Extracted material section start

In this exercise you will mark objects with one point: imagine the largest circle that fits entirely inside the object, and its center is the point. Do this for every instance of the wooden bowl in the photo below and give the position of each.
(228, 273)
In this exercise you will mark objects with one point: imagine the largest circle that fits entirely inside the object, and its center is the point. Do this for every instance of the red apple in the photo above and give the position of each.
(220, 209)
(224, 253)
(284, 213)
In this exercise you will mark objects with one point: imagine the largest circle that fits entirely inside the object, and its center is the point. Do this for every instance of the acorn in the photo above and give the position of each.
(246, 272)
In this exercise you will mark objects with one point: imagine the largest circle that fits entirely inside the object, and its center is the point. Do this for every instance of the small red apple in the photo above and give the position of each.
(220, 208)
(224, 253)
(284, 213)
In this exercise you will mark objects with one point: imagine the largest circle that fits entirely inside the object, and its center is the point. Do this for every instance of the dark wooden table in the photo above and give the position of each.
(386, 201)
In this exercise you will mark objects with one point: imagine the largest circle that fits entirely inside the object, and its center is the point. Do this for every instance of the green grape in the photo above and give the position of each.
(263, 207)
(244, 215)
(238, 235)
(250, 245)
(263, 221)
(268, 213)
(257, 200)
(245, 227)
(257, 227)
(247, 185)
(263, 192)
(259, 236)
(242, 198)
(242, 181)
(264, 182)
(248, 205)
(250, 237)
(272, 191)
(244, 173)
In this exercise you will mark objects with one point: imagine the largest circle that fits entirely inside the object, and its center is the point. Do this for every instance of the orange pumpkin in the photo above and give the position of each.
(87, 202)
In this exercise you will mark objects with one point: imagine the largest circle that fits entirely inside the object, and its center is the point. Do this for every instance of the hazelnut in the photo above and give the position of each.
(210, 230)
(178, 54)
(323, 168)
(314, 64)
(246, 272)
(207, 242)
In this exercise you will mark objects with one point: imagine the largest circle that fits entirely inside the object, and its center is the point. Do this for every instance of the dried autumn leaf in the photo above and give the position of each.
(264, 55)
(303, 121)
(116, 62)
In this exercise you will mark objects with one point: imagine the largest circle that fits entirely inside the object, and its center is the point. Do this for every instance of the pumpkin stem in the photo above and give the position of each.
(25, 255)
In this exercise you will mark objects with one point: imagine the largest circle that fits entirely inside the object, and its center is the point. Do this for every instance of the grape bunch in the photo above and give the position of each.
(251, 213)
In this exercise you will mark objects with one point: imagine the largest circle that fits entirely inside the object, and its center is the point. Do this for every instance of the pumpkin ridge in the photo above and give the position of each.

Extracted material section end

• _Exercise_
Retype the listing exactly.

• _Answer to this task_
In this exercise you will mark objects with one point: imagine the largest circle that fits entirely inside the object, and its center is the point. Do this for every instance of the wooden bowl in the photo below and give the position of each.
(228, 273)
In this exercise you will mark objects with one point: imagine the largest circle that fits entirely inside the object, and its center is the point. Do this for every instance of the red apple in the photo above and give the position of each.
(220, 209)
(224, 253)
(284, 213)
In this exercise you will mark objects with one point: imagine the largest circle that fits entirely inside the object, and its center is the point. Do this for every instance of the acorn in the photo above and give the position of each.
(246, 272)
In this exercise you will mark objects with one point: imagine the largest circle that fits entirely inside the object, and its center is the point. Do this for every instance of the small red apple in the photo above and give the position of each.
(220, 208)
(224, 253)
(284, 213)
In this exercise you will mark objects with one point: imagine the largest circle that fits entirely inside the object, and its center is the point. Do this for every instance of the dark wooden table in the photo above and give the position of each.
(386, 201)
In this exercise you will mark objects with one point: imagine the largest circle that fits entirely inside the object, and its center is the point. Do this for every instance of the green grape in the photo above and give the position of each.
(263, 207)
(244, 215)
(238, 235)
(250, 245)
(263, 221)
(268, 213)
(257, 200)
(245, 227)
(257, 227)
(247, 185)
(263, 192)
(259, 236)
(242, 198)
(242, 181)
(264, 182)
(248, 205)
(250, 237)
(272, 191)
(244, 173)
In this exercise you will mark objects with one point: imagine the largest circle that fits entirely inside the object, and its center is the point. Do this for every instance of the orange pumpkin in the photo above and give the position of each.
(87, 202)
In this exercise you will mark objects with one point: imagine the largest circle that fits entirely inside the object, and its center is the point. Do this for every instance of the hazelnut in the photo above and give the position of each.
(210, 230)
(178, 54)
(323, 168)
(314, 64)
(246, 272)
(207, 242)
In this exercise you will mark objects with one point: imagine the largest circle that fits entirely inside the object, and its center is the point. Do this for every instance of the dried autumn leaf in the photo above and give the position of each.
(264, 55)
(303, 121)
(116, 62)
In this exercise you will mark objects with one point: imagine the largest circle that fits entirely inside the object, and its center is the point. Do this for every instance of the pumpkin stem in the photo above and give the position of each.
(25, 255)
In this exercise you will mark objects with one point: imagine the largest circle that fits entirely inside the object, and its center is the point. Do this for every instance of the grape bunch in the photo above and give the position of each.
(251, 213)
In this exercise you will mark objects with one point: imagine the largest circle that fits entirely inside the object, and its center is the point. Do this for every instance of the pumpkin ridge in the photo above and give the position of each.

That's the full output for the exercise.